WHAT YOU HAVE TO DO ▸ Which lines of the entries below include "baseboard"? List them all.

EXERCISE DATA ▸
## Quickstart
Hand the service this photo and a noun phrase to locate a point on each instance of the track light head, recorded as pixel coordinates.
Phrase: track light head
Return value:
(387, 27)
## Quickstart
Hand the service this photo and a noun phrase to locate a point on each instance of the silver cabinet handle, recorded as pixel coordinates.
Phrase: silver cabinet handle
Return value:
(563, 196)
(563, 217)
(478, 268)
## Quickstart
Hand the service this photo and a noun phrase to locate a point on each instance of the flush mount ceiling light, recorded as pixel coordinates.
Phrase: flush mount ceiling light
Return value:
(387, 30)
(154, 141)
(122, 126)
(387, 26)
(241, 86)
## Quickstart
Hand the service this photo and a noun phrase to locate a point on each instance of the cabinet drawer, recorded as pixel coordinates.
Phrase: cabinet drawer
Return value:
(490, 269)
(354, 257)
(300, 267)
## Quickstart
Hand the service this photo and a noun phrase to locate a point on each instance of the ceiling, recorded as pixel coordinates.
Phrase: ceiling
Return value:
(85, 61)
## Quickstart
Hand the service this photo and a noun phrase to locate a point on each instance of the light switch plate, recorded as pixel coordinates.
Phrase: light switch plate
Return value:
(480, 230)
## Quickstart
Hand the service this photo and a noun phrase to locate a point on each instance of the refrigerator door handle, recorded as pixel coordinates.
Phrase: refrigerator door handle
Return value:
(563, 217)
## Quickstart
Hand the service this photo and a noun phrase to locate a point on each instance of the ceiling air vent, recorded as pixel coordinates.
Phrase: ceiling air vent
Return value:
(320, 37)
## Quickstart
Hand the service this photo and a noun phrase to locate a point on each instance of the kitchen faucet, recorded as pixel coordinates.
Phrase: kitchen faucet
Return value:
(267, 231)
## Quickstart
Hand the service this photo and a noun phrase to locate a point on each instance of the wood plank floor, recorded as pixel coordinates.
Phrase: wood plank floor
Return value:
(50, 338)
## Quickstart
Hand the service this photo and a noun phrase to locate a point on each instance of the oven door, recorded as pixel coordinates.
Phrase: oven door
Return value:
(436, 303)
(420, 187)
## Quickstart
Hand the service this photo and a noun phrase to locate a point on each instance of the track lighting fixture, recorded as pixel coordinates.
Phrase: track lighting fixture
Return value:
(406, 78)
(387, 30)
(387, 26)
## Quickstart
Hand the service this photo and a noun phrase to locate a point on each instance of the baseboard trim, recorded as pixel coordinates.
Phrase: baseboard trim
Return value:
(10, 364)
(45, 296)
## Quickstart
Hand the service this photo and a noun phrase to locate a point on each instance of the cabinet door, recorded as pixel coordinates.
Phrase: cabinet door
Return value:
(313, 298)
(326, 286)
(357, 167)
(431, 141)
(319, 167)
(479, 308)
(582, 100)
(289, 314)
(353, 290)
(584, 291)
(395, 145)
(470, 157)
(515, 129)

* * *

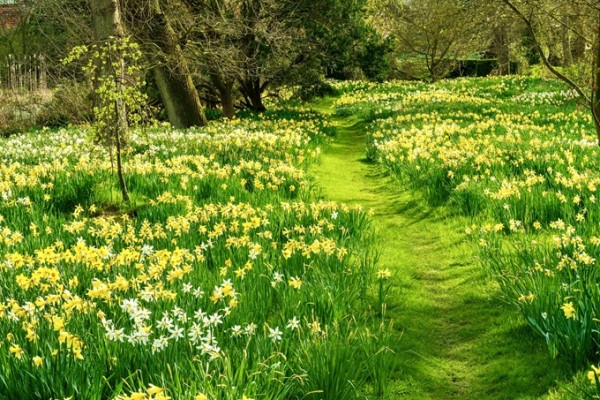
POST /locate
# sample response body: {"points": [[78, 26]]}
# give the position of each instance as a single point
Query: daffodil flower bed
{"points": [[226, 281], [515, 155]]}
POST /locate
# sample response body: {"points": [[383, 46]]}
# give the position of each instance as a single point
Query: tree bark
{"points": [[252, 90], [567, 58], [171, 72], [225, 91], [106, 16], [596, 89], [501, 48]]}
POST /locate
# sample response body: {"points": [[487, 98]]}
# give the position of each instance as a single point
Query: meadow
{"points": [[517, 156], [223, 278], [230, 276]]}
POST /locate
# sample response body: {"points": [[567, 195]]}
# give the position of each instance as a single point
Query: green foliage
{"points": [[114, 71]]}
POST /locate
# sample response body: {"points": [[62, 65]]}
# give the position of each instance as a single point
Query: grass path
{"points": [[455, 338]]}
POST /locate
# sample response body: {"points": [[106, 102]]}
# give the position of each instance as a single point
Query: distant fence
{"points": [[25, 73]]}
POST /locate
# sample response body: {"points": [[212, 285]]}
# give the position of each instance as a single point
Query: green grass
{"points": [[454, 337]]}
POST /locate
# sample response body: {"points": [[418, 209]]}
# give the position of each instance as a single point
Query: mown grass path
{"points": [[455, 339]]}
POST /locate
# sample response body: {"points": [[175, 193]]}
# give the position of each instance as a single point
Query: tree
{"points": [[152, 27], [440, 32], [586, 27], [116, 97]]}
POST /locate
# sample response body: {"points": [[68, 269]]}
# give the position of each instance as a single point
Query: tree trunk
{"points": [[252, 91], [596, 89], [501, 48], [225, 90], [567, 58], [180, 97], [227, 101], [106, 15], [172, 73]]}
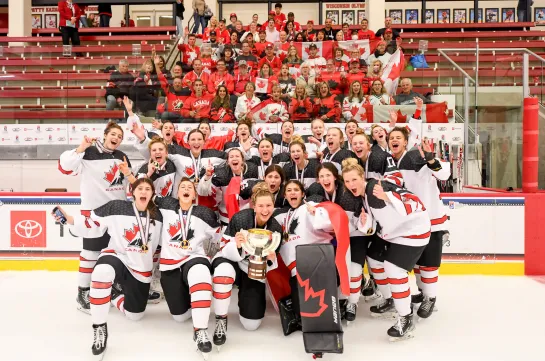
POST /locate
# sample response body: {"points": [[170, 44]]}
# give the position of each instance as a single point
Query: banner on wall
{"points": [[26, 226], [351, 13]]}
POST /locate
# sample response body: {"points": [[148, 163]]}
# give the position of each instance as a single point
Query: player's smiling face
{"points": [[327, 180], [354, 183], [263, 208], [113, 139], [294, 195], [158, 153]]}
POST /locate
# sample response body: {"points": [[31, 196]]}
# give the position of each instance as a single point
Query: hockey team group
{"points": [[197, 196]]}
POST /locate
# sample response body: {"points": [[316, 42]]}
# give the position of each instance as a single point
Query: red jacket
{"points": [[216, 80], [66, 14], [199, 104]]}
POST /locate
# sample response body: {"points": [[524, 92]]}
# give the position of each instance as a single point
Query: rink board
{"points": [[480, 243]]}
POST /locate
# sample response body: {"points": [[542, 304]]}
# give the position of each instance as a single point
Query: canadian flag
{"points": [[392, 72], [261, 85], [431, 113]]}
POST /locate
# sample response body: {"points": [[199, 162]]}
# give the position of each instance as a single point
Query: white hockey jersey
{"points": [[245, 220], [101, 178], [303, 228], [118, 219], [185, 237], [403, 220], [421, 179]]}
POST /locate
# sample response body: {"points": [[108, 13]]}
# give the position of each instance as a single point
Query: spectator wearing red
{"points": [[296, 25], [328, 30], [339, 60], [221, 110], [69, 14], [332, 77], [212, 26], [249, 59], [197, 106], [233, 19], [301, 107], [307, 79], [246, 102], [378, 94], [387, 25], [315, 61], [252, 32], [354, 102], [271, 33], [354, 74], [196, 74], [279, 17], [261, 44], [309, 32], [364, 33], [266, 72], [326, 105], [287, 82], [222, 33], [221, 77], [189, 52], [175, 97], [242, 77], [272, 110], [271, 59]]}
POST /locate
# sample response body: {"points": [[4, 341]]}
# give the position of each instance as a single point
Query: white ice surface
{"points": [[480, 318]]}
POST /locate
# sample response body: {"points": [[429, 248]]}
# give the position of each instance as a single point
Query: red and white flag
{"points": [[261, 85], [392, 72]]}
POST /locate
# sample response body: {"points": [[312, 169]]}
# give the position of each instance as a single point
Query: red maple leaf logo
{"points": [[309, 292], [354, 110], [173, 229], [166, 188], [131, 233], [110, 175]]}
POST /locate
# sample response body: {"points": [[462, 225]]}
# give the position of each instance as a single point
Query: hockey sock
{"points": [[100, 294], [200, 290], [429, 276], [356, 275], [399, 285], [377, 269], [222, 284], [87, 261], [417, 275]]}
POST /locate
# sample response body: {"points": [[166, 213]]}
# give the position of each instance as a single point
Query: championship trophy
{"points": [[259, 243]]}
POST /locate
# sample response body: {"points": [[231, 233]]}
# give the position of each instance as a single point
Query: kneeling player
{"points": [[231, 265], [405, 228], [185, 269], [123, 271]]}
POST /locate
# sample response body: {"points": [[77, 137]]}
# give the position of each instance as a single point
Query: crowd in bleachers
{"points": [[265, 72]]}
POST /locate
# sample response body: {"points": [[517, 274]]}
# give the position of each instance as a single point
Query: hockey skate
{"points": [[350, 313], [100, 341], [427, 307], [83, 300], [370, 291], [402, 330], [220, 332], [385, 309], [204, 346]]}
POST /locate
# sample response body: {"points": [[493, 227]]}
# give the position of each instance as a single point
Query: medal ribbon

--

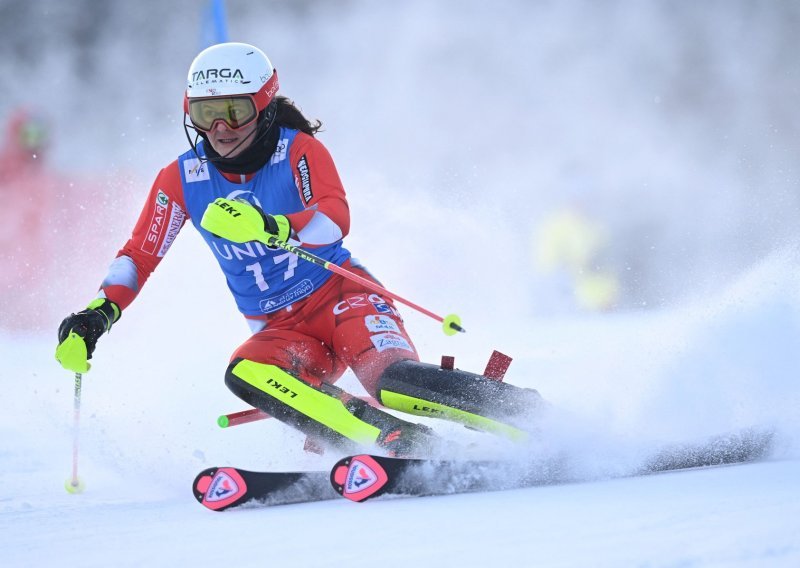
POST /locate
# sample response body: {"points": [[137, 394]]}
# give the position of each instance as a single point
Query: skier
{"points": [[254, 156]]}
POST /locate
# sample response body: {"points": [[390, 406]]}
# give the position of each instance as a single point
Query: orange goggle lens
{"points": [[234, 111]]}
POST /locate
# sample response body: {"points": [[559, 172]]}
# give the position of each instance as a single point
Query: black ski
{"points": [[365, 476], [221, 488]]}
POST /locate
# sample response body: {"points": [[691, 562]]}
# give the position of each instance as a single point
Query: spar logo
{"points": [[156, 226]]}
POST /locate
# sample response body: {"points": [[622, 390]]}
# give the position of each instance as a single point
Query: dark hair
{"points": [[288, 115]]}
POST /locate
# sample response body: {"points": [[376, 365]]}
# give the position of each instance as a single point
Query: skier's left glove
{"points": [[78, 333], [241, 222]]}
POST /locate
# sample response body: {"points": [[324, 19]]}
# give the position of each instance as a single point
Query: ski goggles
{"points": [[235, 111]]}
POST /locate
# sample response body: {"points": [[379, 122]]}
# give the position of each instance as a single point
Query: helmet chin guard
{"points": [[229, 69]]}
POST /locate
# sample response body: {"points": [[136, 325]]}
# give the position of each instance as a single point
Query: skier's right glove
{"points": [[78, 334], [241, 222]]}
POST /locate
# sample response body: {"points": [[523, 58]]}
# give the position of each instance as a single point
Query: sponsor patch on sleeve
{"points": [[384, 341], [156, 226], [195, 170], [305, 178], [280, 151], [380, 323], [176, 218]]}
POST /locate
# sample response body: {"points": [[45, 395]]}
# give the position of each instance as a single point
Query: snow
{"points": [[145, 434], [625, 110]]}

WRITTEN ANSWER ▸
Hand the service this photo and a noun phrase to locate a point on each instance of the baseboard trim, recorded as pixel coordinates.
Phrase: baseboard trim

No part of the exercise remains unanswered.